TASK TO CARRY OUT: Copy out the passage of the article on high-risk pools word for word, starting at "Experts Question GOP" and ending at "officials and experts.".

EXTRACT PROVIDED:
============================================================
Health

Experts Question GOP Approach to Pre-Existing Health Conditions

House Speaker Paul Ryan, who helped the GOP push through its Obamacare replacement in the House (Rob Kunzig/Morning Consult)

A key plank of the House GOP’s blueprint to replace the Affordable Care Act would fail to provide adequate health insurance to people with existing medical conditions without substantial state or federal funding, according to veteran health care officials and experts.

A plan touted by House Speaker Paul Ryan (R-Wis.) would give Americans priced out of marketplace coverage the ability to shop for insurance in state-run high-risk pools, which are reserved for the costliest people in the health care system.

Supporters of this approach say it would make regular marketplace plans cheaper while still providing affordable coverage to those with pre-existing conditions.

But prior experience with the pools, which were operated in 35 states before the ACA, shows they had inconsistent results and were rarely sufficient to cover everyone in need.

Studies estimate the pools covered about 200,000 people nationwide by the time the ACA was passed. That’s a tiny fraction of the 52 million Americans with pre-existing conditions that could become uninsurable if Obamacare is repealed. (Of course, some people with pre-existing conditions may get coverage through their employer or a government health program.)

The pools were “designed to serve a very narrow segment of the population,” Ryan Burt, who worked in high-risk pools for more than two decades, said in an interview.

To make the pools work on a larger scale would require substantial financing, something Kathleen Sebelius found out when she was secretary of Health and Human Services under former President Barack Obama.

Before Obamacare’s insurance reforms took effect in 2014, the law set aside $5 billion in federal funds to establish a temporary national high-risk pool program. More than 130,000 people signed up, forcing administrators of the national pool to suspend enrollment to avoid running out of funds, according to the Government Accountability Office.

“Well before January of 2014, all of them [the high-risk pools] ran out of money because the costs were far more expensive than anyone could have, would have predicted just given the fact that there’s some really sick folks out there who did not have coverage,” Sebelius said in a phone interview.
============================================================
(Image-grounded pointing data)
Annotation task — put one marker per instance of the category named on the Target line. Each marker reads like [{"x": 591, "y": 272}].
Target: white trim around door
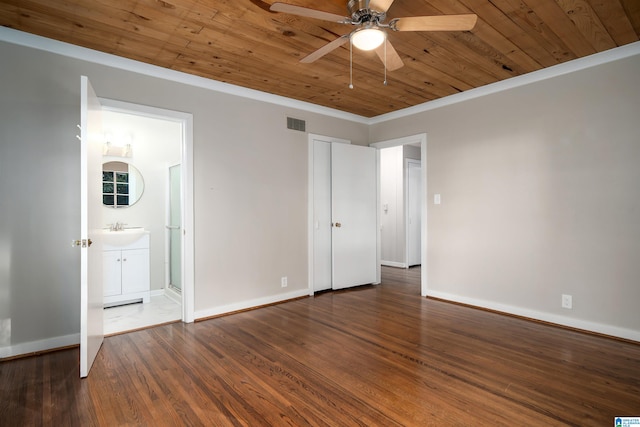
[{"x": 422, "y": 140}]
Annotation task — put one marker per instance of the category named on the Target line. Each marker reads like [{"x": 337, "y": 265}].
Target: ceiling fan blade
[
  {"x": 309, "y": 13},
  {"x": 436, "y": 23},
  {"x": 393, "y": 59},
  {"x": 380, "y": 5},
  {"x": 325, "y": 49}
]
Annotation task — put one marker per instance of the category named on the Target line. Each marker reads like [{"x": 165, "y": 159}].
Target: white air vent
[{"x": 296, "y": 124}]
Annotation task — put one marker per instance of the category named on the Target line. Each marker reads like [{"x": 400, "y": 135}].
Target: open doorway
[
  {"x": 159, "y": 147},
  {"x": 408, "y": 162}
]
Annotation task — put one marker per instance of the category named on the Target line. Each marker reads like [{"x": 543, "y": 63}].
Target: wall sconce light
[{"x": 117, "y": 145}]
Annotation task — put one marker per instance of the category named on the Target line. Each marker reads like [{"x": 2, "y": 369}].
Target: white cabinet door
[
  {"x": 354, "y": 208},
  {"x": 135, "y": 270},
  {"x": 111, "y": 267}
]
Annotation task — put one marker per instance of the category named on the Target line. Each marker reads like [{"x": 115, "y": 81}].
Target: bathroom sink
[{"x": 122, "y": 237}]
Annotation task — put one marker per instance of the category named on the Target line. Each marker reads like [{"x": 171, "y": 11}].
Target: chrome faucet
[{"x": 118, "y": 226}]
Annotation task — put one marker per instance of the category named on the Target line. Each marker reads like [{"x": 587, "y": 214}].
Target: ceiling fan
[{"x": 369, "y": 16}]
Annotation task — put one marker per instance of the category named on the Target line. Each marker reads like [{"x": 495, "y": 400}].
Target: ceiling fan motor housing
[{"x": 362, "y": 13}]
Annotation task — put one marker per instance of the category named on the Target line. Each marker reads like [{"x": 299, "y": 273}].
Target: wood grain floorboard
[{"x": 369, "y": 356}]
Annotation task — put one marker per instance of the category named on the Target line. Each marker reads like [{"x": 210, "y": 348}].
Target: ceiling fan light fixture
[{"x": 368, "y": 38}]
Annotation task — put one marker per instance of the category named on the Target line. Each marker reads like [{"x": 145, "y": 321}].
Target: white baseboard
[
  {"x": 40, "y": 345},
  {"x": 244, "y": 305},
  {"x": 614, "y": 331},
  {"x": 394, "y": 264}
]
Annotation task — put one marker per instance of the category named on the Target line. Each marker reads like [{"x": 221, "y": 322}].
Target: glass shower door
[{"x": 175, "y": 227}]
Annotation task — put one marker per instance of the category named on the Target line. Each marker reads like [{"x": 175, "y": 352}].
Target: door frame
[
  {"x": 170, "y": 293},
  {"x": 188, "y": 240},
  {"x": 406, "y": 192},
  {"x": 420, "y": 138}
]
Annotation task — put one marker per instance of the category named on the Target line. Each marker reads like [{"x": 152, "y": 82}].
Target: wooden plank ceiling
[{"x": 241, "y": 42}]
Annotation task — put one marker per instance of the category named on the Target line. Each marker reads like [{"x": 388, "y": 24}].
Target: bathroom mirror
[{"x": 122, "y": 185}]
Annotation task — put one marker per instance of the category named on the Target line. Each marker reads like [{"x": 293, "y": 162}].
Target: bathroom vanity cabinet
[{"x": 125, "y": 270}]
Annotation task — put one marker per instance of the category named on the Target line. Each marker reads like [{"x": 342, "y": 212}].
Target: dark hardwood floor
[{"x": 374, "y": 355}]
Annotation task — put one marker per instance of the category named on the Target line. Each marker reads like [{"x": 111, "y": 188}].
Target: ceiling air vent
[{"x": 296, "y": 124}]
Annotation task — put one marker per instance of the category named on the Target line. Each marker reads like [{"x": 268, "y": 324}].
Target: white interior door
[
  {"x": 175, "y": 228},
  {"x": 414, "y": 212},
  {"x": 354, "y": 206},
  {"x": 321, "y": 215},
  {"x": 91, "y": 295}
]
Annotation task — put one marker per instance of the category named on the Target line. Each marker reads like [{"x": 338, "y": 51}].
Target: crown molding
[
  {"x": 21, "y": 38},
  {"x": 77, "y": 52},
  {"x": 596, "y": 59}
]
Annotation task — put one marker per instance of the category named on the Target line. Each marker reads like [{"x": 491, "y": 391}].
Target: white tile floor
[{"x": 135, "y": 316}]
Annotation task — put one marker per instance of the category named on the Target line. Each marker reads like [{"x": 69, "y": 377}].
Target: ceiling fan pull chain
[
  {"x": 385, "y": 59},
  {"x": 350, "y": 64}
]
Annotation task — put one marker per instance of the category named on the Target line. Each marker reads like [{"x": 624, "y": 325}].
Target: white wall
[
  {"x": 540, "y": 197},
  {"x": 539, "y": 189},
  {"x": 156, "y": 145},
  {"x": 250, "y": 175}
]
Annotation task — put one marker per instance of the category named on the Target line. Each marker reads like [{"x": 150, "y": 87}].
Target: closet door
[{"x": 354, "y": 210}]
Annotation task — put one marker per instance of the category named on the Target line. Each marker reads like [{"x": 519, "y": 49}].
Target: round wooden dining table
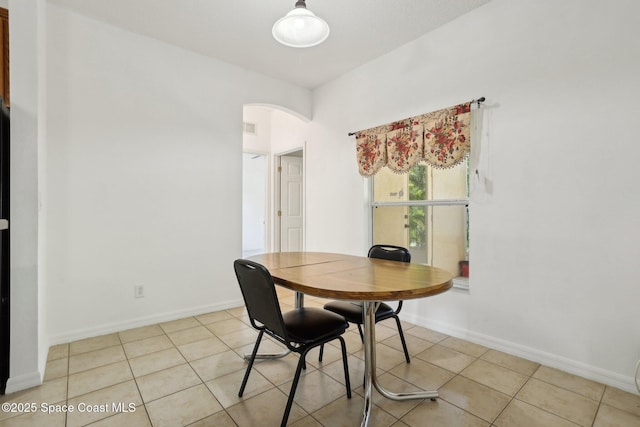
[{"x": 355, "y": 278}]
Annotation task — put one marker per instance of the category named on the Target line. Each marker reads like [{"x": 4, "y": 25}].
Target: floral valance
[{"x": 440, "y": 138}]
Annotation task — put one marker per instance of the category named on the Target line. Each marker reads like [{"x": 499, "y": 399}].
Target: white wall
[
  {"x": 555, "y": 245},
  {"x": 144, "y": 170},
  {"x": 28, "y": 94}
]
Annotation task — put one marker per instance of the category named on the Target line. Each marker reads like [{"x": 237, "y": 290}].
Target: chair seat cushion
[
  {"x": 310, "y": 324},
  {"x": 352, "y": 311}
]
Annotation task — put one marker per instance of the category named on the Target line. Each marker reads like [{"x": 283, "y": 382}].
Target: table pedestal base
[{"x": 370, "y": 376}]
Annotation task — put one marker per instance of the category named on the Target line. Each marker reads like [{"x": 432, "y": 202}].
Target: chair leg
[
  {"x": 253, "y": 358},
  {"x": 292, "y": 392},
  {"x": 347, "y": 380},
  {"x": 404, "y": 343}
]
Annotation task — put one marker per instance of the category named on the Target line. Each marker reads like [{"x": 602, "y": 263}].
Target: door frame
[{"x": 277, "y": 197}]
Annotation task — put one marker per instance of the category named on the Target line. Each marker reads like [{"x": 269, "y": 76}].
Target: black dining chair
[
  {"x": 353, "y": 311},
  {"x": 300, "y": 330}
]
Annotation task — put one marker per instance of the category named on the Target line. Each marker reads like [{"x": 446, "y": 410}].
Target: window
[{"x": 425, "y": 210}]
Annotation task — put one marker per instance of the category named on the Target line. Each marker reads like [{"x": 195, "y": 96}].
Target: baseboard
[
  {"x": 24, "y": 381},
  {"x": 581, "y": 369},
  {"x": 110, "y": 328}
]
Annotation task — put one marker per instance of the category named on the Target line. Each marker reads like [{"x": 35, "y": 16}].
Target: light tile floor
[{"x": 188, "y": 371}]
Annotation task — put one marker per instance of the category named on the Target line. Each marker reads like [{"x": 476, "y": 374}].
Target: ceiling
[{"x": 239, "y": 31}]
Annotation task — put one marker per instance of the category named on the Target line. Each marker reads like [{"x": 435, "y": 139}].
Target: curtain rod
[{"x": 477, "y": 101}]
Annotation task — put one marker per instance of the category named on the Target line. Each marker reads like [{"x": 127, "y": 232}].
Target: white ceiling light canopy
[{"x": 300, "y": 28}]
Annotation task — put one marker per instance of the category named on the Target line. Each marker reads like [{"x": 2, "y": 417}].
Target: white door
[{"x": 291, "y": 220}]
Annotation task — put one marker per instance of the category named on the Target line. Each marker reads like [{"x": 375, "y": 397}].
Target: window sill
[{"x": 461, "y": 283}]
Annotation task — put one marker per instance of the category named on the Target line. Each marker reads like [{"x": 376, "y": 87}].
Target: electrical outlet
[{"x": 138, "y": 291}]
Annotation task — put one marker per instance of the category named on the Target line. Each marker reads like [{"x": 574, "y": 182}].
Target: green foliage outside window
[{"x": 417, "y": 214}]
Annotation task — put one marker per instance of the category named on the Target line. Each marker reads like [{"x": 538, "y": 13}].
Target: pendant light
[{"x": 300, "y": 28}]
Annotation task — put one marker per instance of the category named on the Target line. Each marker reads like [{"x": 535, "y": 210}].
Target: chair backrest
[
  {"x": 260, "y": 298},
  {"x": 390, "y": 252}
]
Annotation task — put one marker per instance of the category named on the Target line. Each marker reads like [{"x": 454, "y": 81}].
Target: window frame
[{"x": 458, "y": 282}]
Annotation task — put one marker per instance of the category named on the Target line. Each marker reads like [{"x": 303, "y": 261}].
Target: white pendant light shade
[{"x": 300, "y": 28}]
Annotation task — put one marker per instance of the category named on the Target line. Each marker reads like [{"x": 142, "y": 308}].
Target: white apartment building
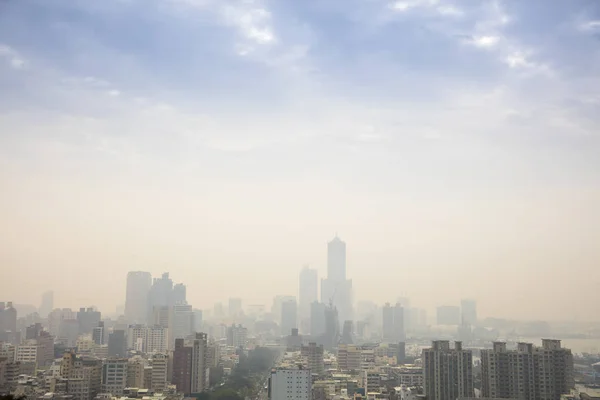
[
  {"x": 447, "y": 373},
  {"x": 135, "y": 372},
  {"x": 528, "y": 372},
  {"x": 181, "y": 323},
  {"x": 290, "y": 384},
  {"x": 27, "y": 352},
  {"x": 136, "y": 337},
  {"x": 159, "y": 372},
  {"x": 114, "y": 376},
  {"x": 157, "y": 339}
]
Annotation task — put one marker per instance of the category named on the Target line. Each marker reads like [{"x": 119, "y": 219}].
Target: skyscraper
[
  {"x": 336, "y": 289},
  {"x": 181, "y": 322},
  {"x": 308, "y": 291},
  {"x": 447, "y": 373},
  {"x": 289, "y": 317},
  {"x": 136, "y": 296},
  {"x": 88, "y": 319},
  {"x": 200, "y": 367},
  {"x": 317, "y": 319},
  {"x": 47, "y": 304},
  {"x": 393, "y": 323},
  {"x": 160, "y": 293}
]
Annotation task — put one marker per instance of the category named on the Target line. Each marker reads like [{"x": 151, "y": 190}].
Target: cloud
[
  {"x": 590, "y": 26},
  {"x": 485, "y": 41}
]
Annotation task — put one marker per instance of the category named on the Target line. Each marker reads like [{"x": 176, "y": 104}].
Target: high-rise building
[
  {"x": 332, "y": 328},
  {"x": 200, "y": 367},
  {"x": 8, "y": 317},
  {"x": 136, "y": 296},
  {"x": 308, "y": 291},
  {"x": 528, "y": 372},
  {"x": 349, "y": 357},
  {"x": 313, "y": 356},
  {"x": 160, "y": 293},
  {"x": 317, "y": 319},
  {"x": 135, "y": 372},
  {"x": 468, "y": 309},
  {"x": 88, "y": 319},
  {"x": 117, "y": 344},
  {"x": 448, "y": 315},
  {"x": 237, "y": 336},
  {"x": 47, "y": 304},
  {"x": 181, "y": 322},
  {"x": 114, "y": 376},
  {"x": 336, "y": 289},
  {"x": 99, "y": 334},
  {"x": 276, "y": 307},
  {"x": 157, "y": 339},
  {"x": 347, "y": 333},
  {"x": 393, "y": 323},
  {"x": 447, "y": 373},
  {"x": 179, "y": 294},
  {"x": 160, "y": 364},
  {"x": 182, "y": 367},
  {"x": 290, "y": 384},
  {"x": 289, "y": 317},
  {"x": 235, "y": 307}
]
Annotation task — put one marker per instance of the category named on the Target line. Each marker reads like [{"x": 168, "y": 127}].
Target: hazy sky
[{"x": 454, "y": 145}]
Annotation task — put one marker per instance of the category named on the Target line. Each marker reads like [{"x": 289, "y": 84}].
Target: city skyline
[{"x": 442, "y": 139}]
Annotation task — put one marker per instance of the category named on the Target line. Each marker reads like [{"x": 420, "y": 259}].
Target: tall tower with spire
[{"x": 336, "y": 289}]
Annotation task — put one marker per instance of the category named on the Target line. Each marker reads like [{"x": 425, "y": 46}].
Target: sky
[{"x": 454, "y": 145}]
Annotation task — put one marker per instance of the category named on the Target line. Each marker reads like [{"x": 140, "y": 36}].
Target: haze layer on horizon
[{"x": 454, "y": 145}]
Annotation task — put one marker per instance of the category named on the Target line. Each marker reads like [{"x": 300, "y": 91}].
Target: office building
[
  {"x": 99, "y": 334},
  {"x": 135, "y": 372},
  {"x": 289, "y": 317},
  {"x": 47, "y": 304},
  {"x": 317, "y": 319},
  {"x": 308, "y": 291},
  {"x": 393, "y": 323},
  {"x": 313, "y": 357},
  {"x": 448, "y": 315},
  {"x": 336, "y": 289},
  {"x": 8, "y": 318},
  {"x": 157, "y": 339},
  {"x": 290, "y": 384},
  {"x": 181, "y": 322},
  {"x": 528, "y": 372},
  {"x": 235, "y": 307},
  {"x": 179, "y": 294},
  {"x": 447, "y": 372},
  {"x": 190, "y": 364},
  {"x": 468, "y": 309},
  {"x": 349, "y": 357},
  {"x": 114, "y": 376},
  {"x": 237, "y": 336},
  {"x": 136, "y": 297},
  {"x": 347, "y": 333},
  {"x": 159, "y": 372},
  {"x": 182, "y": 367},
  {"x": 68, "y": 332},
  {"x": 200, "y": 368},
  {"x": 331, "y": 336},
  {"x": 88, "y": 319},
  {"x": 137, "y": 337},
  {"x": 160, "y": 294},
  {"x": 277, "y": 304},
  {"x": 117, "y": 344}
]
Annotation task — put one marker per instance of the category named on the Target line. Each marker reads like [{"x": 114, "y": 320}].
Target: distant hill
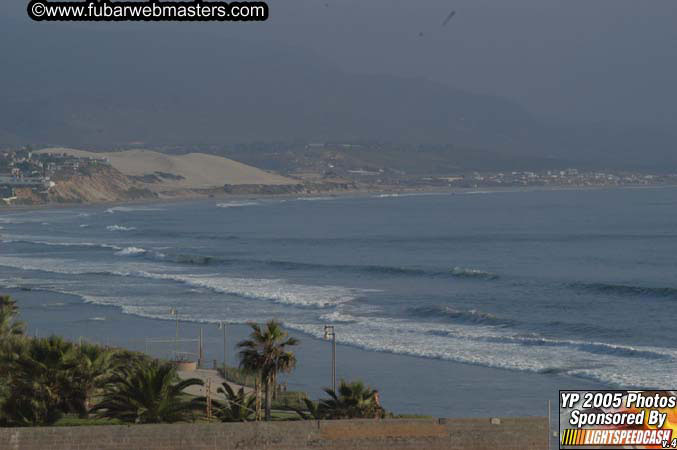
============================================================
RESPONSE BELOW:
Experts Question GOP Approach to Pre-Existing Health Conditions

House Speaker Paul Ryan, who helped the GOP push through its Obamacare replacement in the House (Rob Kunzig/Morning Consult)

A key plank of the House GOP’s blueprint to replace the Affordable Care Act would fail to provide adequate health insurance to people with existing medical conditions without substantial state or federal funding, according to veteran health care officials and experts.